──────── Selected excerpt ────────
Of course, China and its universities continue to have a vested interest in working with Harvard and its scholars, often considered global standard-bearers of academic excellence. “[China is] investing a huge amount in higher education,” Professor Elizabeth J. Perry, a former director of the Fairbank Center and current director of the Yenching Institute, says. “I think they appreciate competition in the 21st century is going to hinge in large part on innovation. And innovation is going to hinge on having world class universities, and Harvard is generally regarded as a world class university. And so China wants to know what’s going on here.”
Mutual benefit and decades-old trust, however, won’t guarantee the future of the Harvard-China relationship. If China’s economic and academic ascent has led to more fruitful and equal academic cooperations, this rise has also been perceived by some American policymakers and leaders as a threat to American hegemony.
Xiao Lu, a Chinese climate scientist, joined Professor Daniel Jacob’s Atmospheric Chemistry Modeling Group as a postdoctoral fellow this past October after waiting a month for his visa application to undergo “administrative processing.” He received a one-year visa that, once expired, does not permit re-entry to the U.S., effectively barring him from visiting home.
Lu’s predicament, like that of the thousands of visiting Chinese scholars in the U.S. who use the same visa, is in part the byproduct of the Trump administration’s aggressive stance toward China, stoked by the PRC’s increasing relative power. Since 2018, FBI Director Christopher A. Wray has warned repeatedly about the Chinese state using intellectual espionage to “steal its way up the economic ladder,” which he deems “the broadest, most challenging, most significant threat we face as a country.” Wray is especially hostile toward Chinese scholars: “We know they use some Chinese students in the U.S. as nontraditional collectors of our intellectual property,” he accused at a conference in February.
“Some of my friends were even rejected or suspended for half a year. That’s really a problem,” Lu says — they have to start research late, or even find an alternative program. “My plan is that if I can go back before the expiration of this visa, [I will] visit my family, but if I cannot go back before the expiration, I have to stay here.”
The FBI currently has about 1,000 investigations into Chinese technology theft in the U.S. The investigations have especially focused on scholars associated with the Thousand Talents Program, a recruitment system China has used since 2008 to attract talented Chinese and foreign academics overseas, and which the Bureau alleges is a mechanism for siphoning American innovation.
The federal government’s hostility toward Chinese academics reflects increasing American anxiety over China’s growing technological and economic prowess. Professor Graham T. Allison, a leading national security analyst with a focus on China, sees the FBI investigations as signs of “a classical Thucydides rivalry, in which a meteoric rising China is threatening to displace the U.S. as a world power.” Such rivalries, he adds, have historically led to war.
In recent years, the Chinese government has poured money into research universities, with its spending on research and development increasing by 17 percent on average each year since 2000, compared to a roughly four percent average increase in the U.S. over the same period. The Thousand Talents Program offers a large salary, healthcare, and research funding in a nation whose government has consistently signaled a commitment to scientific research. Meanwhile, the Trump administration has repeatedly proposed cutting research funding by billions of dollars.
──────── Extracted data ────────
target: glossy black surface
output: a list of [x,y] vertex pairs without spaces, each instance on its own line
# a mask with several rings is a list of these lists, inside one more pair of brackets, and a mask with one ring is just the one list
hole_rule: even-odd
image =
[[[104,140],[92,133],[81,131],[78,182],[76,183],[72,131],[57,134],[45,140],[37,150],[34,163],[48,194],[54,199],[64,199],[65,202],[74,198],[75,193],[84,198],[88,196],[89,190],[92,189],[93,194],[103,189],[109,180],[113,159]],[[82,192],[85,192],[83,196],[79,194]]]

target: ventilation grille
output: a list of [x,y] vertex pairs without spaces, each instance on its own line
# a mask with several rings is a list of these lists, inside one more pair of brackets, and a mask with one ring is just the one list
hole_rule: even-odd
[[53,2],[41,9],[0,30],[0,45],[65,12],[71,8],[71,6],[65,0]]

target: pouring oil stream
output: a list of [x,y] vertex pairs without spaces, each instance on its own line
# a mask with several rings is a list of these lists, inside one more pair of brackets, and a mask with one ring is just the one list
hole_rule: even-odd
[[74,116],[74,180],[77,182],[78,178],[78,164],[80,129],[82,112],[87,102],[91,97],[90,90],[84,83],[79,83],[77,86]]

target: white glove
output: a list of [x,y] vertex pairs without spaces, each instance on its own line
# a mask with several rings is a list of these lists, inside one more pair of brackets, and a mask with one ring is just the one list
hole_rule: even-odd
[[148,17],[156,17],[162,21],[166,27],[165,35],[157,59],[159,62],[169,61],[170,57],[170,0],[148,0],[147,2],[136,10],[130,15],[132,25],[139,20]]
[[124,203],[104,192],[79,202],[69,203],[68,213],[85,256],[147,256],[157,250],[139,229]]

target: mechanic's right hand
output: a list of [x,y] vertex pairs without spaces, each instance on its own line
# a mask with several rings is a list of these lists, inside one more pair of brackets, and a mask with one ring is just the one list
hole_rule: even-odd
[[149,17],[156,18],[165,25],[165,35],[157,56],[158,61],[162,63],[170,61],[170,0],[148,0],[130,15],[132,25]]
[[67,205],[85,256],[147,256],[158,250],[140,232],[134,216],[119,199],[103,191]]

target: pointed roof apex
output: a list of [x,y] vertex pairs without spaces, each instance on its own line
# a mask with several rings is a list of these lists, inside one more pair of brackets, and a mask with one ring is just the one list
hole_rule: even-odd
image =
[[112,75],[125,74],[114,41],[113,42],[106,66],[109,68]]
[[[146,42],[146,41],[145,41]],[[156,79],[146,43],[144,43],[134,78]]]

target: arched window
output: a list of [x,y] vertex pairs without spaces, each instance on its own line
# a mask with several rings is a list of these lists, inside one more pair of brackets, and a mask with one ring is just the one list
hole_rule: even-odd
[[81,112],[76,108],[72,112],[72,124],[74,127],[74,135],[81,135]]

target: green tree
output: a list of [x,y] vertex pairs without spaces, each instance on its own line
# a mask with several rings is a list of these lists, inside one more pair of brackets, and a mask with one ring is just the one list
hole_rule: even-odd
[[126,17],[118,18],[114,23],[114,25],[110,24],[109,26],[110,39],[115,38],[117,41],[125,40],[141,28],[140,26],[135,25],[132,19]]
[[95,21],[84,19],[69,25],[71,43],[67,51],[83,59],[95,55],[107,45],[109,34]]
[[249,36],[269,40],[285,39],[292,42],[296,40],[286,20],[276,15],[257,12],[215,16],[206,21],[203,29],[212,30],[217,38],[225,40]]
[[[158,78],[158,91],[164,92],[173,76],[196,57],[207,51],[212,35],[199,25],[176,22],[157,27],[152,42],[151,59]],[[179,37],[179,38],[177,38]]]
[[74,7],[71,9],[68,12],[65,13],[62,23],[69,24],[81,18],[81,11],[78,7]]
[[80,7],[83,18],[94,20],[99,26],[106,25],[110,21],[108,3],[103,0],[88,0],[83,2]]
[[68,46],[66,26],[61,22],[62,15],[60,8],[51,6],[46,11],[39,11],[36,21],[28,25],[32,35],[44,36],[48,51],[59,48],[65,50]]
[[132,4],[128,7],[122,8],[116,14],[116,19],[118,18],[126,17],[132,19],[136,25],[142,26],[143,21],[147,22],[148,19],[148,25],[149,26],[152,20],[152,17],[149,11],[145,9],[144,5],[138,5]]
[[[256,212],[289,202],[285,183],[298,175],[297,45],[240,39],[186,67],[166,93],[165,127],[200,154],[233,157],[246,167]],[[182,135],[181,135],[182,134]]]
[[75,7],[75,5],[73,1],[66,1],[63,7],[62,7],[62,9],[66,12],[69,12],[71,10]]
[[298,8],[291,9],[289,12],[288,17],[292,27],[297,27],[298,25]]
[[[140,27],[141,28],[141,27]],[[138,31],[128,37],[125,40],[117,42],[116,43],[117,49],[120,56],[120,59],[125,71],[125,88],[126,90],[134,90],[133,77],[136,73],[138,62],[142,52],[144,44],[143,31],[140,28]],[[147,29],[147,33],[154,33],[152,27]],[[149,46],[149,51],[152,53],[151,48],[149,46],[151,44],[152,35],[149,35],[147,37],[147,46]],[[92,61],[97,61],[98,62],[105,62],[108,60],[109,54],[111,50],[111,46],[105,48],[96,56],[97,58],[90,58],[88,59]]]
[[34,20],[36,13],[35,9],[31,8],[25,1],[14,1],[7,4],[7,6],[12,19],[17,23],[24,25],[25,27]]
────────
Problem set
- A) According to the Harvard–China article, by what percent has China's spending on research and development risen on average each year since 2000?
- B) Reproduce the Harvard–China article word for word from "Mutual benefit and" to "to American hegemony.".

Full answers
- A) 17 percent

- B)
Mutual benefit and decades-old trust, however, won’t guarantee the future of the Harvard-China relationship. If China’s economic and academic ascent has led to more fruitful and equal academic cooperations, this rise has also been perceived by some American policymakers and leaders as a threat to American hegemony.